*What you will do*.
Copy out the records below, switching every "marker" to "pin" and leaving the rest unchanged.

*Material for this task*.
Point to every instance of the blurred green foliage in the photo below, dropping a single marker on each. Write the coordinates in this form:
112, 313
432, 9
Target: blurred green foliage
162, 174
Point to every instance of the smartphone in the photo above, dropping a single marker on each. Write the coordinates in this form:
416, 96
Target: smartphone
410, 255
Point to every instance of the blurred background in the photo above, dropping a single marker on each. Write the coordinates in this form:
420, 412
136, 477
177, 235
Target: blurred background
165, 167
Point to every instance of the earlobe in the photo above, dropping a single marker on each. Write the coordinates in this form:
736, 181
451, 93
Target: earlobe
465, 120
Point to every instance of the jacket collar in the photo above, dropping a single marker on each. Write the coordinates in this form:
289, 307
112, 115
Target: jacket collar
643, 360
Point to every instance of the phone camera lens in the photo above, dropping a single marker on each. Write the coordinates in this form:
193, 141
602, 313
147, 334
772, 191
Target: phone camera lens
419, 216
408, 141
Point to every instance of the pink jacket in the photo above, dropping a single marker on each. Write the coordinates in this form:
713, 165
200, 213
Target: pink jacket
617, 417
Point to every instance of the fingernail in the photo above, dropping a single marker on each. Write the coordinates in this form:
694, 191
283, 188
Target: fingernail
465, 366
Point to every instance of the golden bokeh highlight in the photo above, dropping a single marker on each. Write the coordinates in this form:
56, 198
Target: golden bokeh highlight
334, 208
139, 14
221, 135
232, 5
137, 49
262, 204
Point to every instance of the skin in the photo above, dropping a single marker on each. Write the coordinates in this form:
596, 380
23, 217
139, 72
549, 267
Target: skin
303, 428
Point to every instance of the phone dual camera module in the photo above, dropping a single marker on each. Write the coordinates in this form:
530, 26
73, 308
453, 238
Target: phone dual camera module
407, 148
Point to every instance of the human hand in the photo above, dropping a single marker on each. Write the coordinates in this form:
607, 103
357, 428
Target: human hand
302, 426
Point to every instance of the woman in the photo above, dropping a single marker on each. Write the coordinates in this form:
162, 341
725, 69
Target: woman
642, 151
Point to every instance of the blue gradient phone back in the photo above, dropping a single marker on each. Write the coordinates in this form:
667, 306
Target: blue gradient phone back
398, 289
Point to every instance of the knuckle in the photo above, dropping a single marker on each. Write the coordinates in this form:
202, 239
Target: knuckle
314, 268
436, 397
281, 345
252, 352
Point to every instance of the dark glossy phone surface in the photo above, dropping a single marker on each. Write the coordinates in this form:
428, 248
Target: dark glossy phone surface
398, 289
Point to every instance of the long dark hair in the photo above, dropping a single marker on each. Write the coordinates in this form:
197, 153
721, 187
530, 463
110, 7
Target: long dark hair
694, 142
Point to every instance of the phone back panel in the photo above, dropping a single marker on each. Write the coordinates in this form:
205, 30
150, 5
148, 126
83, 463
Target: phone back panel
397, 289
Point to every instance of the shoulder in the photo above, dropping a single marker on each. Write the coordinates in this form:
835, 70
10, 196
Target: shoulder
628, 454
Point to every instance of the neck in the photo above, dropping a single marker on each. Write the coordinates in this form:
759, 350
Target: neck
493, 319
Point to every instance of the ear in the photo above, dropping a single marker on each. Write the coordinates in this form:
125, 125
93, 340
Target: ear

*Answer for the task*.
Point to every instance of the blurred green foliage in the photo below, dropping a single pin on each. Write the coordinates in this form:
112, 313
432, 9
Target: blurred green foliage
162, 174
Point to every instance of the smartphone in the photo above, dropping a single pin on each. Write the coordinates in this form:
416, 96
Target: smartphone
410, 255
Point to every instance of the blurred background in the photo above, dropping a single pin on each. Write the coordinates in this form:
420, 412
136, 477
177, 235
Target: blurred background
165, 167
Point to every instance of the earlobe in the photo above, dropping a single pin on each. Write the coordinates in this form:
736, 181
451, 93
Target: earlobe
465, 120
Point to every instance of the jacket collar in the photo above, dropping a single pin on each. Write the coordinates in this form:
289, 307
112, 115
Target: jacket collar
643, 360
Point to every instance of the phone camera lens in the photo above, dropping a single pin on each. Write the coordinates in this form:
193, 141
602, 313
147, 334
772, 191
Target: phone camera lens
419, 216
408, 141
Point to every instance of the pink jacket in the photo above, dropping a single pin on each. Write the coordinates in this form:
713, 165
200, 213
Target: pink jacket
617, 417
Point to every instance of the fingernail in the photo above, dropping a single pin on each. Write the coordinates in this form:
694, 191
283, 188
Target: fingernail
465, 366
Point to every instance of the golden bokeh highlight in the photo above, dropping a single pin on each. Write the coordinates in this form:
56, 198
Target: golden bokeh highlight
334, 208
139, 14
221, 135
232, 5
137, 49
262, 204
Point to every instance of the skin in the photo above, dropping a single pin on each. Write the coordinates in this form:
596, 380
23, 217
139, 72
549, 267
Target: skin
303, 428
Point to every instance of the phone dual camera module in the photo above, dropping a single pin on each. Write the coordinates in this form:
530, 26
73, 308
453, 238
Target: phone dual camera module
407, 148
Point to every instance of the human hand in the photo above, dropping a single pin on each. Write the coordinates in this form:
607, 103
357, 428
Target: human hand
302, 426
Point to every instance of the woman in the photo above, dropping a single pin on each. Write the coordinates in this form:
162, 341
725, 69
Target: woman
642, 151
Point to every instance of the blue gradient phone back in the photo above, dropping a single pin on each. Write the coordinates in this form:
667, 306
Target: blue gradient phone back
398, 289
Point to every instance of the knuckle in the photo above, dropping a single pin on each. Write the coordinates in this form:
202, 239
Target: knuckle
314, 268
436, 397
281, 345
252, 352
Point to every instance of the dark glossy phone surface in the photo above, dropping a single pin on each. Write the coordinates in this form:
428, 248
Target: dark glossy phone surface
398, 289
Point to every instance of the long dark hair in the photo above, dropping a single pin on each. Write the coordinates in this form:
197, 153
721, 187
530, 463
110, 7
Target: long dark hair
694, 142
Point to every instance of the phone back panel in the photo above, dropping a single pin on each. Write the coordinates in this form:
205, 30
150, 5
148, 126
83, 463
Target: phone back panel
397, 289
Point to every instance of the shoulder in the photo above, dropping a single pin on each. Write the coordinates in this form:
835, 70
10, 196
Target: shoulder
628, 454
Point to every instance of the neck in the photo above, dropping a single pin on each. Write the coordinates in this form:
759, 350
Target: neck
493, 319
Point to every instance of the ear in the photo above, dropping a single pin on each. Write the coordinates in this form:
125, 125
93, 340
Target: ear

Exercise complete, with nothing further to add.